ISSN 2074-9414 (Print),
ISSN 2313-1748 (Online)

Ostrich Fat Production Using Electrolyzed Fluid

Abstract
Introduction. The fundamental competitiveness of all food industries is based on two key points. The first one is the effective use of traditional and new raw materials. The second one is a constant upgrade of the technical base by introducing innovative technological solutions and modern equipment. In this aspect, the fat processing industry is no exception. The development of a comprehensive and sustainable processing of ostrich fat can help to obtain rendered fat with specufic properties that can be used in functional foods and cosmetics. The research objective was to improve the parameters of ostrich fat rendering by using electrolyzed fluid in order to obtain a functional fat product of high quality indicators.

Entries supplied

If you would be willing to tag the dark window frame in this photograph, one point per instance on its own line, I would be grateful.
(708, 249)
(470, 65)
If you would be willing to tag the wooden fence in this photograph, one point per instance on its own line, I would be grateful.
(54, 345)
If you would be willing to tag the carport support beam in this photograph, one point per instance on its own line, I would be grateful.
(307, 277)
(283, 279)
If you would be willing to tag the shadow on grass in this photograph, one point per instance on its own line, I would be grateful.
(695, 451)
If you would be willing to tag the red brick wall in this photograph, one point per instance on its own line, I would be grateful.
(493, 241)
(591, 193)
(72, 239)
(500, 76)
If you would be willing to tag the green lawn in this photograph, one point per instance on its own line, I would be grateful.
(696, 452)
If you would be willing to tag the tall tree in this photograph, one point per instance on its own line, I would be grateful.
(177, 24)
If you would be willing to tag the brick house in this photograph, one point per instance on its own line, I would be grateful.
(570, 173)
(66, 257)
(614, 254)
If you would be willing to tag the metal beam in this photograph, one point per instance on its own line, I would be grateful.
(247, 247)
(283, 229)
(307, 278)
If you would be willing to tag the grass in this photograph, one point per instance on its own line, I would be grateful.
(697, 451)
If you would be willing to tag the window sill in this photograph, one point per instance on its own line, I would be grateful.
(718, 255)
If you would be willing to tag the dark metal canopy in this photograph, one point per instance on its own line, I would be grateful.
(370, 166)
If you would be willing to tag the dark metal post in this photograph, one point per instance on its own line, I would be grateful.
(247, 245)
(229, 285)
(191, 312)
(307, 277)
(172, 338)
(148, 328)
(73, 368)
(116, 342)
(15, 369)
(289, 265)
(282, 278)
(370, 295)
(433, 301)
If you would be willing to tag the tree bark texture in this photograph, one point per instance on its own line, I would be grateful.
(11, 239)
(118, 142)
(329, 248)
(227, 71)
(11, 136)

Instructions to follow
Answer these questions on the ostrich fat text:
(a) What print ISSN does it list?
(b) In which two areas could rendered fat with specific properties be used?
(c) What did the research aim to improve, and by using what?

Answer to this problem
(a) 2074-9414
(b) Functional foods and cosmetics
(c) The parameters of ostrich fat rendering, by using electrolyzed fluid